**STATED EXERCISE**
List the three factors that the passage on behavior-based safety, given below, names as the most significant determinants of a worker's behavior.

Thus, behavior-based safety has become a popular way of managing the people side of safety since it revolves around what motivates and reinforces people’s behavior. According to behavioral science research, the three most significant factors that determine a worker’s behavior are organizational structure, individual attitudes, and the consequences of the behavior (Krause, 1991). Organizational culture has an important impact on safety. It can unintentionally encourage unsafe behavior or foster beliefs that are opposed to safety. People who work in an organization become aware of its values and climate from observing how co-workers behave and how things are done. This awareness affects the worker’s behavior. Krause (1991) further claimed that attitude, the positive and negative feelings and thoughts that affect outlook and perception of the environment, is the second factor that can affect an individual’s behavior.  However, the relationship between attitude and behavior is not straightforward, as consequences control behavior (Krause, 1991). It is key to understanding why people act the way they do. It also explains the special challenges of promoting safety and health in the workplace.

Entries from a point annotation set
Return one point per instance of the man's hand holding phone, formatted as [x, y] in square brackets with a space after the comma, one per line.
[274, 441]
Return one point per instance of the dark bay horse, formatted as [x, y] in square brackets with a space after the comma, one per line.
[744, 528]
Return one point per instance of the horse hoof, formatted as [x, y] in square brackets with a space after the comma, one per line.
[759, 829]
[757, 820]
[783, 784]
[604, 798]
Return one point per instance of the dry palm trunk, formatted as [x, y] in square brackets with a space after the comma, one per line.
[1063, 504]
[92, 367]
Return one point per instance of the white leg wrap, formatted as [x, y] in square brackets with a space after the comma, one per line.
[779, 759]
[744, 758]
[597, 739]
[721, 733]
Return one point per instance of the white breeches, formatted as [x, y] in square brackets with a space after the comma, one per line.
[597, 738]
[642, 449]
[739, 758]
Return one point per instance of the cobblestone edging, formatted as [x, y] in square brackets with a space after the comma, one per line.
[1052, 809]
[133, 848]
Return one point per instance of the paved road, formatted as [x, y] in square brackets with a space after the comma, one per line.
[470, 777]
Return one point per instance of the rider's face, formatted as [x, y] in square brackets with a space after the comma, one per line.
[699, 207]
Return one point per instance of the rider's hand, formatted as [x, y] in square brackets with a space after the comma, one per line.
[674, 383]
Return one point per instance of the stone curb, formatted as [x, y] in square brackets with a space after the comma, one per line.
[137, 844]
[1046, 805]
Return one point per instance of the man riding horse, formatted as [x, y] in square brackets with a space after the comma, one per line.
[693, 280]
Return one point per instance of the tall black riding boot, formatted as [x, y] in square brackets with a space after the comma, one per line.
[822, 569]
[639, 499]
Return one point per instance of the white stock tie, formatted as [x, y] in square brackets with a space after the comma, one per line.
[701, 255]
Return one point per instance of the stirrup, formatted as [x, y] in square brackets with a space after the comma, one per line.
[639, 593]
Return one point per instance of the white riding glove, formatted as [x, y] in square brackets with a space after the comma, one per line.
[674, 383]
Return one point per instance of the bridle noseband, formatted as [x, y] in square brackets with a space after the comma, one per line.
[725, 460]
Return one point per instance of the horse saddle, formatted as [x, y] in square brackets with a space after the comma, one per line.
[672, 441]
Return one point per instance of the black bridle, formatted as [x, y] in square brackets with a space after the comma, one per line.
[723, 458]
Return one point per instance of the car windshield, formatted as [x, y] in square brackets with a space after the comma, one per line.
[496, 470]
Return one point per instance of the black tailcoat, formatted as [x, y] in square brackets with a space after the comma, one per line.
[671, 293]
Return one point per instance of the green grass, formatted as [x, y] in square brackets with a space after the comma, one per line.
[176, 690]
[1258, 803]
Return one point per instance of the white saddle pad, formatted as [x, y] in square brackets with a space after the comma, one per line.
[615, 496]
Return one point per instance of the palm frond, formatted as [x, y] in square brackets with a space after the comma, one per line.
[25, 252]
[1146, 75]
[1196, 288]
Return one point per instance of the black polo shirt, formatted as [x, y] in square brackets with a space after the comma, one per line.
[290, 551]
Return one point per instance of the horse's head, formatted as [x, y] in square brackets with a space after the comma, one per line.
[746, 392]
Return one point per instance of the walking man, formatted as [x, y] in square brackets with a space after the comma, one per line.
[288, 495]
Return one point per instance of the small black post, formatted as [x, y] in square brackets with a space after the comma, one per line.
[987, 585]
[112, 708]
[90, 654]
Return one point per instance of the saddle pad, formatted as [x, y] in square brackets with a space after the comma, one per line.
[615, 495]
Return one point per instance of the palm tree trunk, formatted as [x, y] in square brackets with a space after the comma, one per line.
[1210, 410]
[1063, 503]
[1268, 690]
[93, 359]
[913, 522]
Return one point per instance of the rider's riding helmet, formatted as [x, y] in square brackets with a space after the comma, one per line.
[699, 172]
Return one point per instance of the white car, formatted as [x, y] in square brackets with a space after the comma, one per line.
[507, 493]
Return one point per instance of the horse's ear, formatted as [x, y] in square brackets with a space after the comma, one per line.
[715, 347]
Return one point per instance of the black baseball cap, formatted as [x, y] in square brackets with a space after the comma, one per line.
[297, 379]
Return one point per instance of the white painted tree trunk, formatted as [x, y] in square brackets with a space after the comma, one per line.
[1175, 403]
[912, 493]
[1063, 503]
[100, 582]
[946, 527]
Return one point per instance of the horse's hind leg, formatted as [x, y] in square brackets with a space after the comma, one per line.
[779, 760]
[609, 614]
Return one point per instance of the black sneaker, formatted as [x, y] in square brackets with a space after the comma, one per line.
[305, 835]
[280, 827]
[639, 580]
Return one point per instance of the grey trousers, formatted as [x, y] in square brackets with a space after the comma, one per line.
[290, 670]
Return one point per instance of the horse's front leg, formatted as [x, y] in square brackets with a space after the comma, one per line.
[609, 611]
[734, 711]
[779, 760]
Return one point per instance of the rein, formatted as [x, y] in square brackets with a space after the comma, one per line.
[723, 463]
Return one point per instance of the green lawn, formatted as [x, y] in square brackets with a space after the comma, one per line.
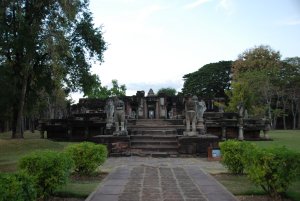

**COMPLETE OUTPUT**
- Organizational structure
- Individual attitudes
- The consequences of the behavior